Please print the records below from the line with "For every instance of the club" up to and including the line with "Target: club crest on jersey", copying those lines exactly and nothing else.

**DATA TO PROCESS:**
** START **

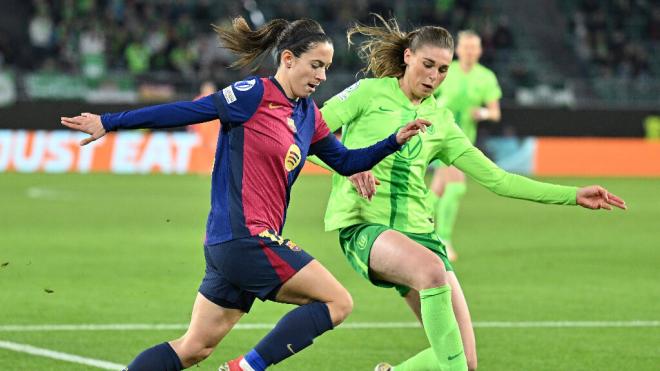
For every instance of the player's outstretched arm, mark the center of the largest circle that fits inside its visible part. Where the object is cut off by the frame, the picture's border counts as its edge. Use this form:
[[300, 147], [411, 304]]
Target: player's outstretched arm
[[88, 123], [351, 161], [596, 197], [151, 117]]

** END **
** START **

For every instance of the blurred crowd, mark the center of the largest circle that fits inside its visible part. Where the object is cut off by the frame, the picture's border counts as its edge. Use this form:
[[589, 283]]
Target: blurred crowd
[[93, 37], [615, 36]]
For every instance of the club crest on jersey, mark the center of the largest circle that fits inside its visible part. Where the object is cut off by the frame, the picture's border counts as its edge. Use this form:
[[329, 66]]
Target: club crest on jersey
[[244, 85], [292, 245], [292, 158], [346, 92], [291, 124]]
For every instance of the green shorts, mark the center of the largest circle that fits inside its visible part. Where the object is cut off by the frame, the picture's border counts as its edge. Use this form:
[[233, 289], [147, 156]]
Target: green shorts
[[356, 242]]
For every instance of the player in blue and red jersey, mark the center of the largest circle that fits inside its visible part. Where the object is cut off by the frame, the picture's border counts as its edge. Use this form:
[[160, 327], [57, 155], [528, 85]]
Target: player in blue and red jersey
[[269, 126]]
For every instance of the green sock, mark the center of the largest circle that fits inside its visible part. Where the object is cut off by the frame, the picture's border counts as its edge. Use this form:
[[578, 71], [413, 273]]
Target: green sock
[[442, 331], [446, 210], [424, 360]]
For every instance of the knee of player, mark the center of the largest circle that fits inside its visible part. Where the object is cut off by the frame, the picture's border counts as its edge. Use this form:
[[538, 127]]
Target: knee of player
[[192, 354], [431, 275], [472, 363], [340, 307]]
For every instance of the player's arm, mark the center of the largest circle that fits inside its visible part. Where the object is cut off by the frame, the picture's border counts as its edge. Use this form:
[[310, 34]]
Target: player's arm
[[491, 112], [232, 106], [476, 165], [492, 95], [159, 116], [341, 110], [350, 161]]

** END **

**OUTPUT BELOW:**
For every instance of the club crest on jersey, mark the center of the largest circle that fits inside its visible part. Where the object is cut off by the frame, the picture's border counts as its edge. Use this form:
[[329, 66]]
Target: club crest on jersey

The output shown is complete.